## [Excerpt provided]
# Would a DOS program work in XP



## leachim (Apr 21, 2004)

Hi

I have a DOS program (caravan holiday booking facility) that was written for 98.

Considering getting a new computer with XP - would this program still work in DOS mode with XP ?

I see there is PIF(s) and BAT(s) file involved, along with a directory of info.

If I copied these files over keeping them in their respect directories, would this work ?

It is also used to using the A drive to backup info - could it be altered to use the CD now ?

Thanks


----------



## saikee (Jun 11, 2004)

Why not? It is a 8086 compatible Intel CPU, right?

Proprietory software accessing other parts of the PC may be in trouble but any Dos program, using just the screen, hard drives, floppies and keyboard, compiled into .exe should run straight away. Mine does any way and I have plenty of them.

If you have a floppy drive it is still a A: in XP's "command prompt". XP no longer supports DOS and the command prompt is just a compatibility box to run software in terminal mode.

There is a saying of "Windows may die but not Dos".

In fact if you use Linux it has a boot loader that allow you to install all MS systems, from Dos to Vista, into the same PC and boot any one of them as you wish.


----------



## JohnWill (Oct 19, 2002)

It will probably work, and there are compatibility modes that may help if you experience issues.


----------



## londonish (Dec 24, 2006)

I've imported old dos programs i've written into XP, and they've worked fine.

http://dosbox.sourceforge.net is very helpful for more complicated programs.


----------



## JohnWill (Oct 19, 2002)

Not all DOS applications will work, even with a "sandbox" like DOSBOX. OTOH, many will, and the only real way to know is to try them.


----------



## jp1203 (Jul 21, 2005)

You could always install a copy of DOS or 98 into VirtualPC or VMWare Player. Only disadvantage to that is it's difficult to export or print any file since it is basically another machine operating inside another.

Just a suggestion and not a very good one-just one possibility


----------



## JohnWill (Oct 19, 2002)

Actually, many of the applications that actually touch hardware resources will fail in VPC or VMWARE. Like I said, it's really useful to know exactly what application we're talking about.


----------



## DOStradamus (Jan 5, 2007)

0. Games are not considered applications (IMHO, if need be)
1. There are two database packages out there, FoxPro 2.6 and "really old versions" of DataFlex (specifically the one used for the DOS version of the "David" claims management app), that are unreliable on anything beyond DOS6.22. 

MS goes to great pains to keep a fully functional MS-DOS subsystem ("DOS box") alive in even the latest Windows versions. Programs written for DOS 1.x (that use FCB filesystem functions) will need to be located on a FAT16 (< 2Gb) disk partition, if they do any kind of file access.

## [Exercise description]
Reproduce a passage from the forum thread on running a DOS program under XP, beginning at the words "## saikee (Jun" and stopping after "plenty of them.".

## [Excerpted records]
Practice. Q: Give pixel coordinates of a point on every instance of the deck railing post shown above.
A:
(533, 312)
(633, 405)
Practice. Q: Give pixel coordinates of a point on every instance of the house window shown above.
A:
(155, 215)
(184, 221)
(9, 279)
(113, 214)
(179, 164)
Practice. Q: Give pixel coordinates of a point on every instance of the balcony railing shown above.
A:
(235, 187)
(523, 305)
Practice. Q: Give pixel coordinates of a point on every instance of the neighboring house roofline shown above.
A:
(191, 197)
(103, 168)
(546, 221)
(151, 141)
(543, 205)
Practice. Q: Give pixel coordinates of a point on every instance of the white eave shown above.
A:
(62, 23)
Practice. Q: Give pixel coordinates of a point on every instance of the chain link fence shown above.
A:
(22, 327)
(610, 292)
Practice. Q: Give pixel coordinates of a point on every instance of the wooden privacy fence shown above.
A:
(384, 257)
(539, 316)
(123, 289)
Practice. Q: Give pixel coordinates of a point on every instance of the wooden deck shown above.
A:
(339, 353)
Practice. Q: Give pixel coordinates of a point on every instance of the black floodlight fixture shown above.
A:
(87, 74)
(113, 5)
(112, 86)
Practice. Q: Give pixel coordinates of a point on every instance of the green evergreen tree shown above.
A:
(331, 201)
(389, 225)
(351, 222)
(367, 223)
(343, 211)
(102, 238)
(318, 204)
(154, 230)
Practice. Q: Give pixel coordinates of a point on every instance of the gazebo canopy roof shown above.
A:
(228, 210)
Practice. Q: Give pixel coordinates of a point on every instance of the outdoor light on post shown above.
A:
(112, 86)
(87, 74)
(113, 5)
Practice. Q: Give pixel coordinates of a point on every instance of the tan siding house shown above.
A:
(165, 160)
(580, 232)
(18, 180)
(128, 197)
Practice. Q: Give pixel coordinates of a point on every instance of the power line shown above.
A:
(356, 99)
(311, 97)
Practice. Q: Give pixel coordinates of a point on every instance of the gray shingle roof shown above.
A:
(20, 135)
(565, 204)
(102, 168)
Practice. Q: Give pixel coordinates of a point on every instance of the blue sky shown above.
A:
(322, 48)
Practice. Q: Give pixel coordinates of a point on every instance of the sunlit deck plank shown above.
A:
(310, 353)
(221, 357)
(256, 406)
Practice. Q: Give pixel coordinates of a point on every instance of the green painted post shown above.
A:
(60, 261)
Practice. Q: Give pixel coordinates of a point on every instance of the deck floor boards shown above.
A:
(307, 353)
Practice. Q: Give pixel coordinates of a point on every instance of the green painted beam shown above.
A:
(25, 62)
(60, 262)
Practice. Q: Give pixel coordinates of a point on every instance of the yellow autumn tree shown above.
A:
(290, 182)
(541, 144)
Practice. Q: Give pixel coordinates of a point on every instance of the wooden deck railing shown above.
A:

## [Exercise solution]
## saikee (Jun 11, 2004)

Why not? It is a 8086 compatible Intel CPU, right?

Proprietory software accessing other parts of the PC may be in trouble but any Dos program, using just the screen, hard drives, floppies and keyboard, compiled into .exe should run straight away. Mine does any way and I have plenty of them.